Content starts
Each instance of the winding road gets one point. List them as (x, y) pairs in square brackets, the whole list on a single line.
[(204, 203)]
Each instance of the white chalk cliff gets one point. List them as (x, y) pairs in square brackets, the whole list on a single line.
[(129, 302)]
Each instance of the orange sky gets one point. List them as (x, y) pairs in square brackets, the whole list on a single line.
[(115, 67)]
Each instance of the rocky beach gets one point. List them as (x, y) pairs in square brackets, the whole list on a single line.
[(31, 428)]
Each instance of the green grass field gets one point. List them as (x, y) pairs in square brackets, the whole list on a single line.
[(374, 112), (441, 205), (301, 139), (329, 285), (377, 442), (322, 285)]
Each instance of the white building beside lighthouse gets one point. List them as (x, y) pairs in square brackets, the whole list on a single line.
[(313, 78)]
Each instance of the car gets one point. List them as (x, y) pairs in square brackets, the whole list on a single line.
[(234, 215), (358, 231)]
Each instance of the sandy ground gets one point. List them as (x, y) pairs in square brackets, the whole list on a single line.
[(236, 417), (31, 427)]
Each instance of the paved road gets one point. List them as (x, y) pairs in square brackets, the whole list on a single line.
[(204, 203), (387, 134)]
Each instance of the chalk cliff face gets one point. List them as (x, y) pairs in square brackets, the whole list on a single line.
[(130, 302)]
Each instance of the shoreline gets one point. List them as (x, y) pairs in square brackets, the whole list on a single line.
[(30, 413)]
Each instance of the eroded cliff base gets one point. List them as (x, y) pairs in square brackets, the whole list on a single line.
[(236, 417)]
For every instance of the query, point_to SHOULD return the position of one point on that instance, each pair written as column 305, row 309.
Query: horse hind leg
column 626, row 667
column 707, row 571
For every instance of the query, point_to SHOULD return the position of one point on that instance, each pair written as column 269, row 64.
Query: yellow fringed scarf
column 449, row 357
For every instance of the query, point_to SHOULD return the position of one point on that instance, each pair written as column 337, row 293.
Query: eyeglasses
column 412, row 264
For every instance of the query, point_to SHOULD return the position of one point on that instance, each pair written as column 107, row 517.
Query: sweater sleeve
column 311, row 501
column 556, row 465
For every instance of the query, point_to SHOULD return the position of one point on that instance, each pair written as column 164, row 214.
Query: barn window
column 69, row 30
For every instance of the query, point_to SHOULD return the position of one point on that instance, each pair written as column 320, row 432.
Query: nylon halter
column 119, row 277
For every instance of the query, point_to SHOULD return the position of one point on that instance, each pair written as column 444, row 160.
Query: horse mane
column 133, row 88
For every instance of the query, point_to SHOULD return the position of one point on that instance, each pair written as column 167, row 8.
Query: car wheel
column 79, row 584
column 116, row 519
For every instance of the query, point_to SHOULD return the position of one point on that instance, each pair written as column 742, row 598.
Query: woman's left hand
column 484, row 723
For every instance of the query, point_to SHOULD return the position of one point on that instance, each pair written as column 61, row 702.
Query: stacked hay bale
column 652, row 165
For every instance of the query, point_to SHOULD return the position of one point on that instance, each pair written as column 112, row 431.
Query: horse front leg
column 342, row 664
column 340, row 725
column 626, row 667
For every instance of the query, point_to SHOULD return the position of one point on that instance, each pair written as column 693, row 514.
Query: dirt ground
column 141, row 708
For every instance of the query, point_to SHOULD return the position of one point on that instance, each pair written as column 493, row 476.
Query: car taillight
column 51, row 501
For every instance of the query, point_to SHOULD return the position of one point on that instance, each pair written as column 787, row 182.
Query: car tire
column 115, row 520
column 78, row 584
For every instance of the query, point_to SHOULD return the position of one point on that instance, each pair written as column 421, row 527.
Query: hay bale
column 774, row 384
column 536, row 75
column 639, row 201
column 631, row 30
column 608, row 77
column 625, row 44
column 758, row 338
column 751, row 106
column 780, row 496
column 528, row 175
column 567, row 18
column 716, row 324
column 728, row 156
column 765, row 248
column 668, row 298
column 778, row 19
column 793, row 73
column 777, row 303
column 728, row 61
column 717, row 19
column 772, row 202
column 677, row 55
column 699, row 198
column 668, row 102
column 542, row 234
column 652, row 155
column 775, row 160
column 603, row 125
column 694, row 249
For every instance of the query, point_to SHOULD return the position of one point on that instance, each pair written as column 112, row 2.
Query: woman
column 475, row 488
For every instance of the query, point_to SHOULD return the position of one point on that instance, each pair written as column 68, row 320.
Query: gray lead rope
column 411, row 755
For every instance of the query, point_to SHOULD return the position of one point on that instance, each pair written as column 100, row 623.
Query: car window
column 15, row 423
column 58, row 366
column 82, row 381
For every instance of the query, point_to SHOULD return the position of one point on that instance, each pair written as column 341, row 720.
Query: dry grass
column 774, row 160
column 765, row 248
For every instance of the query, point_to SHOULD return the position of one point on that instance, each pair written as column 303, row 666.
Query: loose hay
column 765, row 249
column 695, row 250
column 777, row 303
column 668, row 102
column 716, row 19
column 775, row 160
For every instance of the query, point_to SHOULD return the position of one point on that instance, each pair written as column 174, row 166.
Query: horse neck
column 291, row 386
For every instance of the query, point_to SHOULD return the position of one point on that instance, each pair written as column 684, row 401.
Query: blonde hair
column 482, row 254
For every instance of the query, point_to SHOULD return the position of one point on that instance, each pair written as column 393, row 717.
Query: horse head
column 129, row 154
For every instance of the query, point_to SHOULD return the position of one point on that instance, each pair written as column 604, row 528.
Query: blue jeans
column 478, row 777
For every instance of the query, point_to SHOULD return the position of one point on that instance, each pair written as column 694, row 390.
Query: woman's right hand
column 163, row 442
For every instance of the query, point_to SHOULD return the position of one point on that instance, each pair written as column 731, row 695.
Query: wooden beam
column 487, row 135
Content ends
▶ _What you are asked to do_
Make an exact transcription of all the records.

▶ _Response for this exercise_
Each instance of the winding road gets one point. List them as (x, y) pairs in square brackets, the whole list on a single line.
[(204, 203)]
Each instance of the white chalk cliff gets one point. List them as (x, y) pairs in square brackets, the whole list on a single line.
[(129, 302)]
Each instance of the orange sky gets one point. List them as (x, y) pairs in square brackets, the whole list on a single line.
[(115, 67)]
Each instance of the rocky beach gets one point. List them as (x, y) pairs in square brackets, the whole list on a single line.
[(31, 428)]
Each instance of the green grass field gets one point. List them as (x, y) pairs in square brackets, the whole list on a single line.
[(374, 112), (441, 205), (301, 139), (329, 285), (377, 442), (322, 285)]
Each instance of the white building beside lighthouse gets one point. List them as (x, y) pairs in square brackets, the whole list on a single line.
[(313, 78)]
Each instance of the car gets one point. List them as (x, y) pairs in square brackets, the whole list on a single line.
[(234, 215), (358, 231)]
Each instance of the sandy ground gets one point. List them as (x, y) pairs in square brackets, the whole list on a single line.
[(236, 417), (31, 427)]
Each instance of the paved road gets one point. List them as (x, y) pairs in square brackets, the whole list on a single line.
[(204, 203), (387, 134)]
Each instance of the chalk cliff face gets one point. List them as (x, y) pairs in square brackets, the whole list on a single line.
[(130, 302)]
Each instance of the shoreline gets one point. List them as (x, y) pairs in square brackets, the whole list on a single line.
[(30, 413)]
Each instance of the eroded cliff base gets one point. List them as (x, y) pairs in square brackets, the whole list on a single line.
[(236, 417)]
For every instance of the query, point_to SHOULD return the position of one point on that instance, each pair written as column 305, row 309.
Query: horse hind leg
column 626, row 667
column 707, row 571
For every instance of the query, point_to SHOULD return the position of one point on that instance, each pair written as column 269, row 64.
Query: yellow fringed scarf
column 449, row 357
For every instance of the query, point_to SHOULD return the position of one point on that instance, each pair written as column 337, row 293.
Query: eyeglasses
column 412, row 264
For every instance of the query, point_to SHOULD return the position of one point on that instance, each pair written as column 107, row 517.
Query: sweater sleeve
column 311, row 501
column 556, row 465
For every instance of the query, point_to SHOULD return the position of one point on that instance, each pair written as column 164, row 214.
Query: barn window
column 69, row 30
For every instance of the query, point_to SHOULD return the position of one point on that instance, each pair written as column 320, row 432.
Query: nylon halter
column 119, row 277
For every instance of the query, point_to SHOULD return the position of one point on that instance, each pair written as column 444, row 160.
Query: horse mane
column 133, row 88
For every instance of the query, point_to SHOULD return the position of one point on that instance, each pair written as column 167, row 8.
Query: car wheel
column 79, row 584
column 116, row 519
For every instance of the query, point_to SHOULD return the position of one point on that instance, each pair written as column 742, row 598.
Query: woman's left hand
column 484, row 723
For every instance of the query, point_to SHOULD return the position of one point on that instance, each pair written as column 61, row 702.
Query: stacked hay bale
column 652, row 165
For every instance of the query, point_to SHOULD return the position of one point on that instance, each pair written as column 112, row 431.
Query: horse front leg
column 342, row 664
column 340, row 725
column 626, row 667
For every instance of the query, point_to SHOULD return the position of one point on that instance, each pair written as column 693, row 514.
Query: dirt ground
column 141, row 708
For every instance of the query, point_to SHOULD return the position of one point on that instance, each pair written as column 493, row 476.
Query: car taillight
column 51, row 501
For every instance of the query, point_to SHOULD return the position of one point on that instance, each pair written as column 787, row 182.
Query: car tire
column 115, row 520
column 78, row 584
For every instance of the query, point_to SHOULD return the position of one point on that instance, each pair written as column 421, row 527.
Query: hay bale
column 774, row 384
column 536, row 75
column 639, row 201
column 631, row 30
column 608, row 77
column 625, row 44
column 758, row 338
column 751, row 106
column 780, row 496
column 528, row 175
column 567, row 18
column 716, row 324
column 728, row 156
column 765, row 248
column 668, row 298
column 778, row 19
column 793, row 73
column 777, row 303
column 728, row 61
column 717, row 19
column 772, row 202
column 677, row 55
column 699, row 198
column 668, row 102
column 542, row 234
column 652, row 155
column 775, row 160
column 603, row 125
column 694, row 249
For every instance of the query, point_to SHOULD return the position of one point on that instance, each pair written as column 112, row 2.
Query: woman
column 475, row 488
For every instance of the query, point_to SHOULD return the position of one point on that instance, each pair written as column 68, row 320.
Query: gray lead rope
column 411, row 755
For every instance of the query, point_to SHOULD return the position of one point on that instance, each pair written as column 100, row 623.
Query: car window
column 15, row 423
column 58, row 366
column 82, row 381
For every instance of the query, point_to SHOULD return the position of one point on that instance, each pair written as column 341, row 720.
Query: dry grass
column 774, row 160
column 765, row 248
For every instance of the query, point_to SHOULD return the position of one point on that instance, each pair written as column 303, row 666.
Query: loose hay
column 765, row 249
column 695, row 250
column 777, row 303
column 668, row 102
column 716, row 19
column 775, row 160
For every instance of the query, point_to SHOULD return the position of one point on that instance, each pair written as column 174, row 166.
Query: horse neck
column 291, row 386
For every instance of the query, point_to SHOULD return the position of one point on that instance, each pair written as column 684, row 401.
Query: blonde hair
column 482, row 254
For every instance of the query, point_to SHOULD return the position of one point on that instance, each pair written as column 393, row 717.
Query: horse head
column 129, row 154
For every instance of the query, point_to SHOULD return the position of one point on that instance, each pair written as column 604, row 528.
Query: blue jeans
column 478, row 777
For every instance of the query, point_to SHOULD return the position of one point on that instance, each pair written as column 694, row 390.
Query: woman's right hand
column 163, row 442
For every instance of the query, point_to SHOULD return the position of one point on that instance, each pair written as column 731, row 695.
Query: wooden beam
column 487, row 135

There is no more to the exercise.